### Short exercise
Reproduce every item below with "Annotate" swapped for "Mark" and nothing else altered. Omit the pictures from your output.

Collected data entries
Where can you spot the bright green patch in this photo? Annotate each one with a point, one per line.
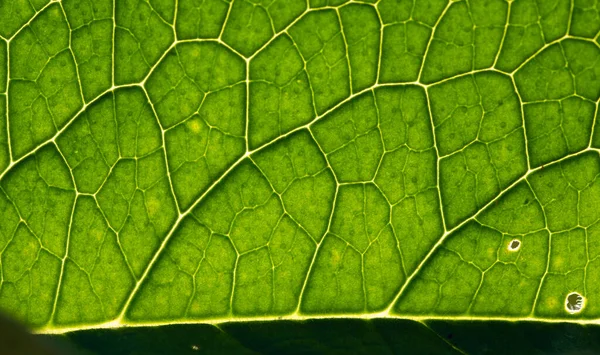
(193, 161)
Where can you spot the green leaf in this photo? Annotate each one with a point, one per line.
(206, 161)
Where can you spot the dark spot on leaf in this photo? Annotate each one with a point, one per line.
(574, 302)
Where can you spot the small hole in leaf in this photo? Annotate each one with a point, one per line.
(574, 302)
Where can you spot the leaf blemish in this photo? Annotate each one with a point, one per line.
(574, 302)
(514, 245)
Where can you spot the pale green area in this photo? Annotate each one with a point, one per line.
(165, 161)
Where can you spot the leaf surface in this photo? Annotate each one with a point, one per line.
(171, 161)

### Exercise solution
Where can you spot the bright green patch in this photo? Mark each one with a point, one per line.
(193, 161)
Where can you spot the green leaf in this photo? Mark each one with a point, one per line.
(206, 161)
Where can you spot the dark spot on leaf in this photo? Mark each one with a point, one per line.
(574, 302)
Where can you spot the small hole in leaf in this photo? Mark each one with a point, one per line.
(574, 302)
Where can you spot the leaf blemish in this photo? Mark each one with a point, one per line.
(574, 302)
(514, 245)
Where can you spot the pale green area in this photo? Mark each one with a point, one per line.
(165, 161)
Where can you spot the leaf surface in this photo? Mark each one with a point, one per line.
(171, 161)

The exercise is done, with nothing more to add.